[Opening Given records section]

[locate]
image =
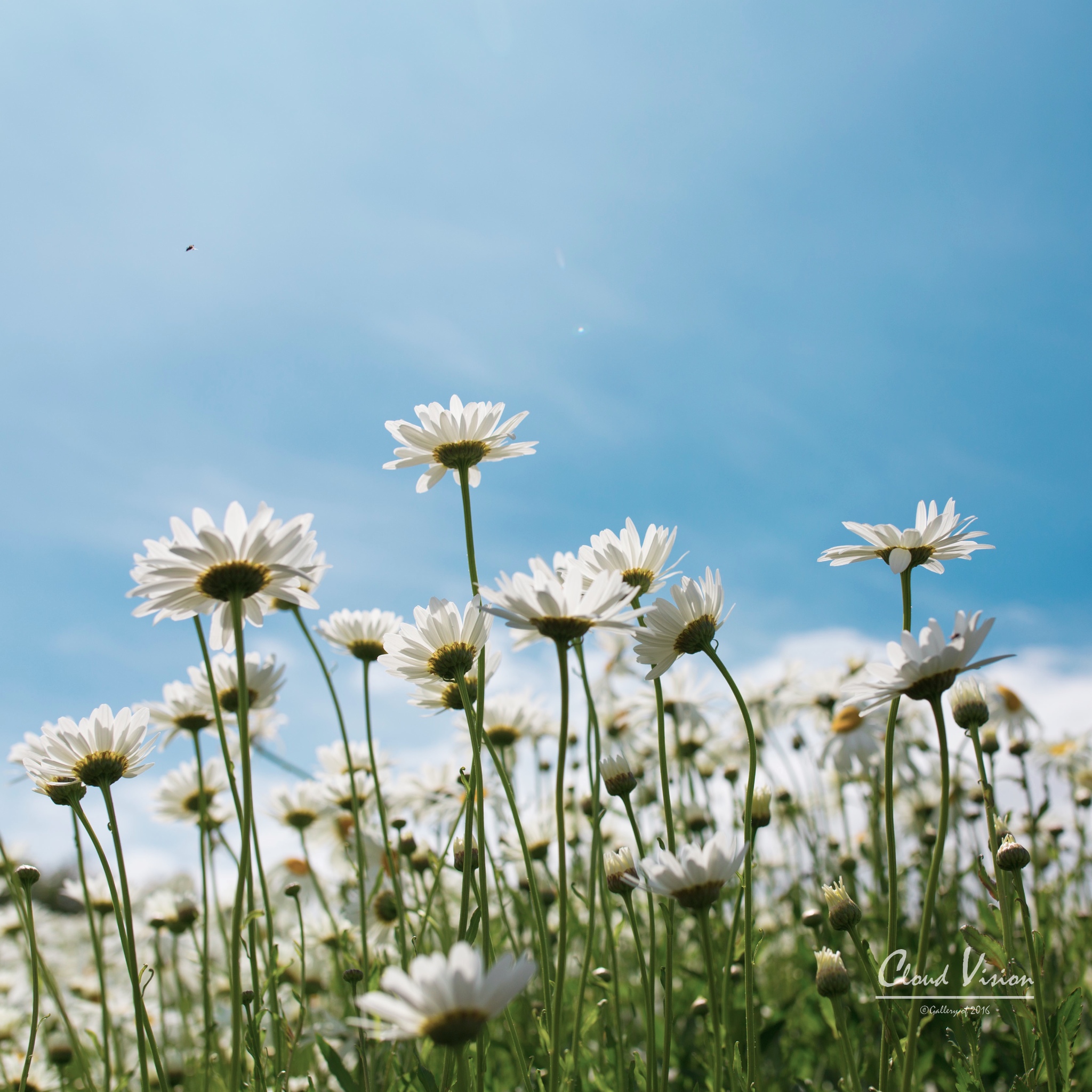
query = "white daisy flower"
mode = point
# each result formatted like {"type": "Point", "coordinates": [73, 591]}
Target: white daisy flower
{"type": "Point", "coordinates": [444, 645]}
{"type": "Point", "coordinates": [440, 696]}
{"type": "Point", "coordinates": [561, 609]}
{"type": "Point", "coordinates": [181, 710]}
{"type": "Point", "coordinates": [300, 805]}
{"type": "Point", "coordinates": [99, 751]}
{"type": "Point", "coordinates": [935, 537]}
{"type": "Point", "coordinates": [359, 633]}
{"type": "Point", "coordinates": [264, 680]}
{"type": "Point", "coordinates": [447, 998]}
{"type": "Point", "coordinates": [202, 567]}
{"type": "Point", "coordinates": [683, 627]}
{"type": "Point", "coordinates": [925, 668]}
{"type": "Point", "coordinates": [641, 564]}
{"type": "Point", "coordinates": [457, 439]}
{"type": "Point", "coordinates": [695, 877]}
{"type": "Point", "coordinates": [853, 736]}
{"type": "Point", "coordinates": [177, 798]}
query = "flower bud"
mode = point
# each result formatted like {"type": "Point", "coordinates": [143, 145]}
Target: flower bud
{"type": "Point", "coordinates": [1011, 855]}
{"type": "Point", "coordinates": [832, 980]}
{"type": "Point", "coordinates": [969, 704]}
{"type": "Point", "coordinates": [617, 777]}
{"type": "Point", "coordinates": [842, 912]}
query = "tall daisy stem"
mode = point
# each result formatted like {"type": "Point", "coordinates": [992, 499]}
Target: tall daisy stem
{"type": "Point", "coordinates": [930, 895]}
{"type": "Point", "coordinates": [753, 1071]}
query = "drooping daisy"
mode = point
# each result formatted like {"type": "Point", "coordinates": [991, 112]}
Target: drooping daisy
{"type": "Point", "coordinates": [447, 998]}
{"type": "Point", "coordinates": [542, 605]}
{"type": "Point", "coordinates": [853, 736]}
{"type": "Point", "coordinates": [683, 627]}
{"type": "Point", "coordinates": [641, 564]}
{"type": "Point", "coordinates": [359, 633]}
{"type": "Point", "coordinates": [456, 439]}
{"type": "Point", "coordinates": [181, 710]}
{"type": "Point", "coordinates": [925, 668]}
{"type": "Point", "coordinates": [100, 751]}
{"type": "Point", "coordinates": [443, 645]}
{"type": "Point", "coordinates": [264, 680]}
{"type": "Point", "coordinates": [695, 877]}
{"type": "Point", "coordinates": [202, 567]}
{"type": "Point", "coordinates": [440, 696]}
{"type": "Point", "coordinates": [935, 537]}
{"type": "Point", "coordinates": [177, 798]}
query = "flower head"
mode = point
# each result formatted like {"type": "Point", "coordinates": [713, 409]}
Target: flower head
{"type": "Point", "coordinates": [443, 645]}
{"type": "Point", "coordinates": [641, 564]}
{"type": "Point", "coordinates": [683, 627]}
{"type": "Point", "coordinates": [100, 751]}
{"type": "Point", "coordinates": [924, 669]}
{"type": "Point", "coordinates": [935, 537]}
{"type": "Point", "coordinates": [544, 605]}
{"type": "Point", "coordinates": [359, 633]}
{"type": "Point", "coordinates": [696, 876]}
{"type": "Point", "coordinates": [202, 568]}
{"type": "Point", "coordinates": [447, 998]}
{"type": "Point", "coordinates": [457, 439]}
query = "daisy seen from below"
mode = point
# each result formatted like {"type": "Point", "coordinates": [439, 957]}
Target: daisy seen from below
{"type": "Point", "coordinates": [640, 563]}
{"type": "Point", "coordinates": [446, 998]}
{"type": "Point", "coordinates": [458, 439]}
{"type": "Point", "coordinates": [203, 568]}
{"type": "Point", "coordinates": [100, 751]}
{"type": "Point", "coordinates": [264, 680]}
{"type": "Point", "coordinates": [935, 537]}
{"type": "Point", "coordinates": [683, 627]}
{"type": "Point", "coordinates": [441, 645]}
{"type": "Point", "coordinates": [925, 668]}
{"type": "Point", "coordinates": [359, 633]}
{"type": "Point", "coordinates": [178, 797]}
{"type": "Point", "coordinates": [696, 876]}
{"type": "Point", "coordinates": [542, 605]}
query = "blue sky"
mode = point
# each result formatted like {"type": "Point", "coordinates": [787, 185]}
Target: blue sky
{"type": "Point", "coordinates": [754, 268]}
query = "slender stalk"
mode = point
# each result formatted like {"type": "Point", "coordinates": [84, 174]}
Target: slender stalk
{"type": "Point", "coordinates": [1037, 981]}
{"type": "Point", "coordinates": [753, 1073]}
{"type": "Point", "coordinates": [650, 1005]}
{"type": "Point", "coordinates": [563, 878]}
{"type": "Point", "coordinates": [392, 858]}
{"type": "Point", "coordinates": [97, 945]}
{"type": "Point", "coordinates": [357, 836]}
{"type": "Point", "coordinates": [707, 942]}
{"type": "Point", "coordinates": [930, 896]}
{"type": "Point", "coordinates": [32, 940]}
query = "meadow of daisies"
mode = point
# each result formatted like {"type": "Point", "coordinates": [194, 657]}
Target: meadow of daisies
{"type": "Point", "coordinates": [650, 878]}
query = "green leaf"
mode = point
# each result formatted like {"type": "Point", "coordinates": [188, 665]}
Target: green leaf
{"type": "Point", "coordinates": [984, 945]}
{"type": "Point", "coordinates": [343, 1077]}
{"type": "Point", "coordinates": [426, 1079]}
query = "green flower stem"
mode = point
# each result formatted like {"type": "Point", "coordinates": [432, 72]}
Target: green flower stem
{"type": "Point", "coordinates": [886, 1010]}
{"type": "Point", "coordinates": [391, 855]}
{"type": "Point", "coordinates": [97, 944]}
{"type": "Point", "coordinates": [753, 1070]}
{"type": "Point", "coordinates": [362, 871]}
{"type": "Point", "coordinates": [206, 987]}
{"type": "Point", "coordinates": [33, 942]}
{"type": "Point", "coordinates": [707, 943]}
{"type": "Point", "coordinates": [1037, 980]}
{"type": "Point", "coordinates": [893, 937]}
{"type": "Point", "coordinates": [930, 895]}
{"type": "Point", "coordinates": [563, 878]}
{"type": "Point", "coordinates": [852, 1074]}
{"type": "Point", "coordinates": [1002, 878]}
{"type": "Point", "coordinates": [244, 886]}
{"type": "Point", "coordinates": [649, 987]}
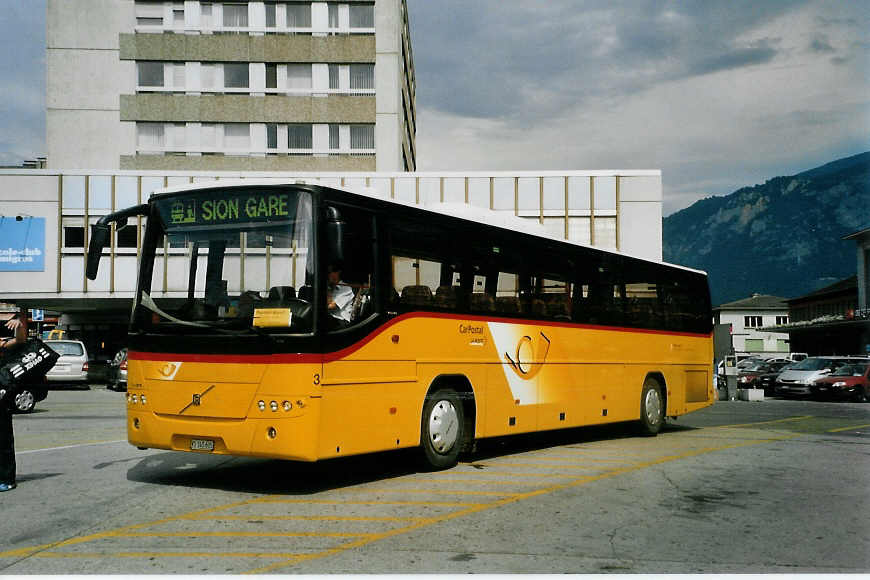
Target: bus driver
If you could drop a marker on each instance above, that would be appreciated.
(339, 300)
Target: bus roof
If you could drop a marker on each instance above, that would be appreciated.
(456, 210)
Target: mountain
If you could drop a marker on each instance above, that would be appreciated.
(782, 237)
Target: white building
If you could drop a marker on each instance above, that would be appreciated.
(230, 86)
(746, 317)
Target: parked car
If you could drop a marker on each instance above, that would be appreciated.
(118, 371)
(753, 377)
(767, 380)
(799, 378)
(848, 381)
(72, 366)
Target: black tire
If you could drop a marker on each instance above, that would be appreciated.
(24, 401)
(652, 407)
(442, 429)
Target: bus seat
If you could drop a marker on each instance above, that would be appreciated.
(281, 293)
(539, 308)
(559, 307)
(482, 302)
(247, 302)
(508, 304)
(306, 293)
(361, 306)
(417, 295)
(445, 297)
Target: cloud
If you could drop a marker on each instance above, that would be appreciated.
(717, 95)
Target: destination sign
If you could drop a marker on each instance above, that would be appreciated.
(223, 208)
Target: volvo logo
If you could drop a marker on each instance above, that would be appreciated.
(196, 400)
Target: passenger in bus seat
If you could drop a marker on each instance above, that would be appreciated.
(508, 304)
(539, 308)
(445, 297)
(559, 307)
(339, 297)
(417, 295)
(482, 302)
(281, 294)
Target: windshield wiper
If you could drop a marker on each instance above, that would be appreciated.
(149, 303)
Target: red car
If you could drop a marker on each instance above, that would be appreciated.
(851, 380)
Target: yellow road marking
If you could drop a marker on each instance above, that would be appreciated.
(41, 550)
(433, 492)
(848, 428)
(167, 555)
(239, 535)
(309, 518)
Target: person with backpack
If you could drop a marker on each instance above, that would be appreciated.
(7, 439)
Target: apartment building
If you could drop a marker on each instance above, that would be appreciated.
(230, 86)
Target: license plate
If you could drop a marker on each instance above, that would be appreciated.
(201, 445)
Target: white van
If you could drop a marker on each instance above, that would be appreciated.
(72, 366)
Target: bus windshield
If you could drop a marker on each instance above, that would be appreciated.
(248, 263)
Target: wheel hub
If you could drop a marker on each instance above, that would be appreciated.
(653, 406)
(443, 426)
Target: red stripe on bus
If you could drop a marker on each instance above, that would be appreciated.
(313, 358)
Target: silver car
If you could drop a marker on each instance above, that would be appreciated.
(72, 366)
(798, 379)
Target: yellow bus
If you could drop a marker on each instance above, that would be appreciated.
(319, 322)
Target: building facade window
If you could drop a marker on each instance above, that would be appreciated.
(299, 15)
(362, 15)
(149, 136)
(236, 75)
(362, 76)
(237, 137)
(299, 136)
(271, 75)
(235, 15)
(149, 73)
(246, 18)
(362, 136)
(752, 321)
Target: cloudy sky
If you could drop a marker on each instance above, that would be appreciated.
(716, 94)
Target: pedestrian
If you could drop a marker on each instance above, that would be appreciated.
(7, 439)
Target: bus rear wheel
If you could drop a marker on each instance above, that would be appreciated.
(442, 429)
(652, 407)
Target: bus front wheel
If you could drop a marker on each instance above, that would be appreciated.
(442, 429)
(652, 407)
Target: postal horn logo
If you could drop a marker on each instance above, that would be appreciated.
(529, 357)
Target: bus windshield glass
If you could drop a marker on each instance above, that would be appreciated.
(247, 263)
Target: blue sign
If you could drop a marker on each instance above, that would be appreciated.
(22, 244)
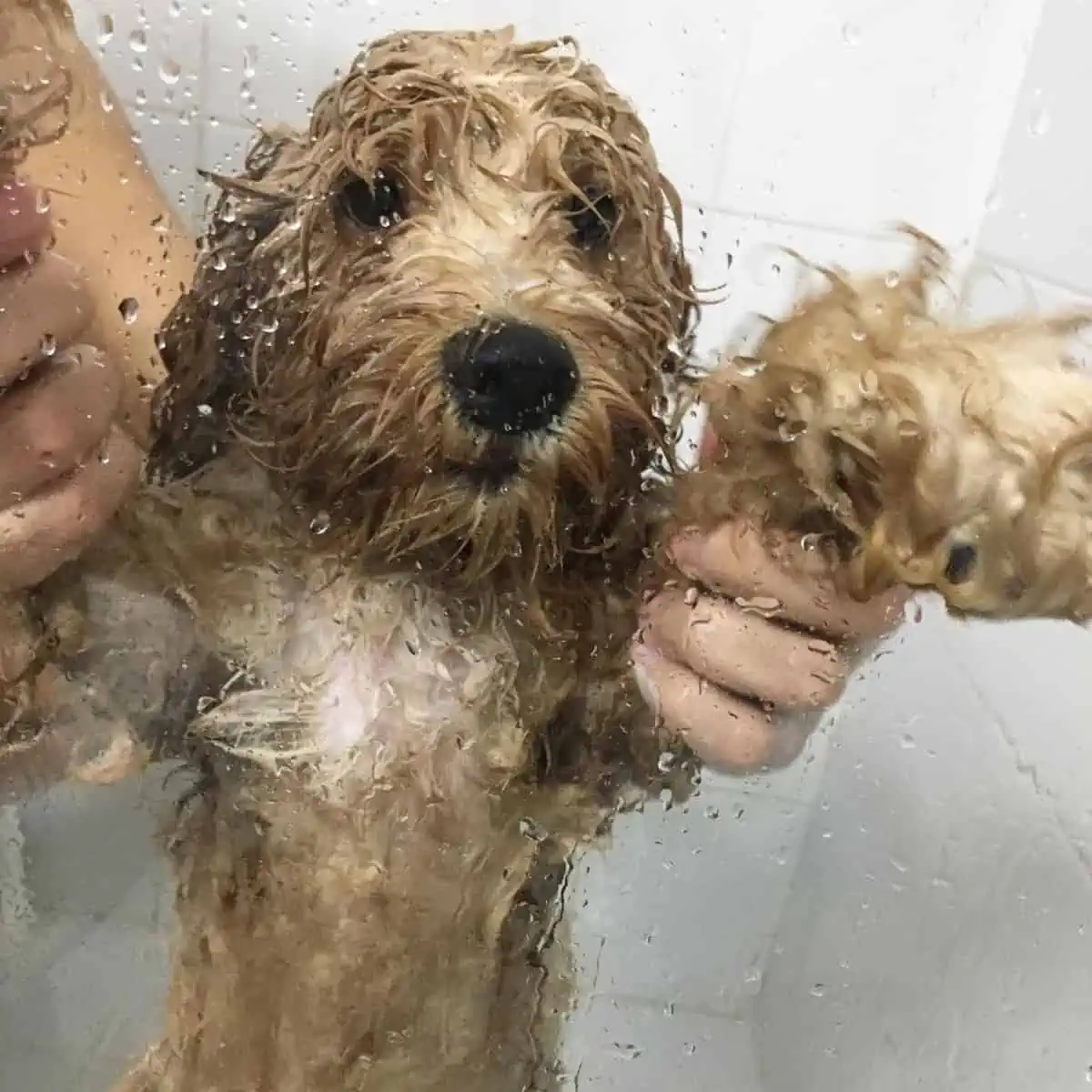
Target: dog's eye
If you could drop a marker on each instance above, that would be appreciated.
(592, 217)
(961, 561)
(371, 205)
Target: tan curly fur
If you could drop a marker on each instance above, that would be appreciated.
(404, 634)
(394, 643)
(923, 451)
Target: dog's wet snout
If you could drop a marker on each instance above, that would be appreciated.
(511, 377)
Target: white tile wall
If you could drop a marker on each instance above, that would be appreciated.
(925, 911)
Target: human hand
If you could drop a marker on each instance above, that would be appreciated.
(66, 463)
(741, 665)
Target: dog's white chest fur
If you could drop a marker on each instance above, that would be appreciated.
(370, 672)
(383, 663)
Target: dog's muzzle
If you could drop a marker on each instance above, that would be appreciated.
(509, 378)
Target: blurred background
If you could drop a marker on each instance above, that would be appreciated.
(910, 906)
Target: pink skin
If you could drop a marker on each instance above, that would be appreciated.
(741, 669)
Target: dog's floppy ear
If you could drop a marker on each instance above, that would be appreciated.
(207, 339)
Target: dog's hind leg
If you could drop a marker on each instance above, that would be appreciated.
(389, 945)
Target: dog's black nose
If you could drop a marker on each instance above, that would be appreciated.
(509, 377)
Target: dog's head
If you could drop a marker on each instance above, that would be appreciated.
(948, 457)
(448, 316)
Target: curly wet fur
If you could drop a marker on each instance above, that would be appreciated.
(431, 707)
(925, 452)
(409, 697)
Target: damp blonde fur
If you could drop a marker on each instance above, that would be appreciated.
(918, 450)
(399, 638)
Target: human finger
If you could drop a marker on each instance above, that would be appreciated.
(37, 535)
(25, 225)
(737, 561)
(53, 420)
(726, 732)
(743, 652)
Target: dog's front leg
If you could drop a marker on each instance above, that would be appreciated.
(388, 942)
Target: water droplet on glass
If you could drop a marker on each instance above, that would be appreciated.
(746, 366)
(764, 605)
(105, 30)
(170, 71)
(869, 382)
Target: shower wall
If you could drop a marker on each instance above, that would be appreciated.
(945, 796)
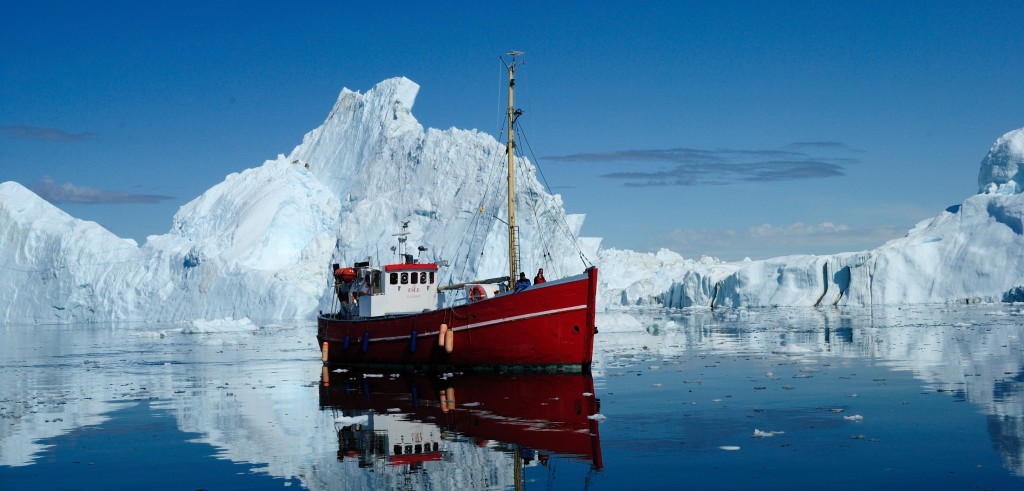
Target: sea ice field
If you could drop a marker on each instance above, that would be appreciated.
(830, 398)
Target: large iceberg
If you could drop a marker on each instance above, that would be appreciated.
(258, 245)
(969, 252)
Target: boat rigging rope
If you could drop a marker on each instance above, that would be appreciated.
(565, 227)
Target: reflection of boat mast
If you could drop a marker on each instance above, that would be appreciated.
(517, 471)
(510, 151)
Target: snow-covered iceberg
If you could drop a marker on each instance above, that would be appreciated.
(969, 252)
(258, 245)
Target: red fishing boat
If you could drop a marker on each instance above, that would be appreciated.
(411, 418)
(394, 315)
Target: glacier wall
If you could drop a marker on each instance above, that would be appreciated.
(258, 245)
(970, 252)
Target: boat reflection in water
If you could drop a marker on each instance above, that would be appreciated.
(396, 419)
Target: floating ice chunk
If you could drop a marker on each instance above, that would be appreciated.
(202, 326)
(148, 334)
(792, 350)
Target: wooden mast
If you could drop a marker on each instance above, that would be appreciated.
(510, 150)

[Closing Given records section]

● **Problem statement**: Among the lines above, find each one containing the string "query" and copy it.

● **Result of this exercise**:
query = "white daisy flower"
query = "flower bud"
query = "tall daisy stem"
query = "drooping daisy"
query = "flower head"
query = "daisy seen from below"
query = "blue sky"
query = "slender stalk"
query = "meadow of daisies"
query = "green leaf"
query = "green flower stem"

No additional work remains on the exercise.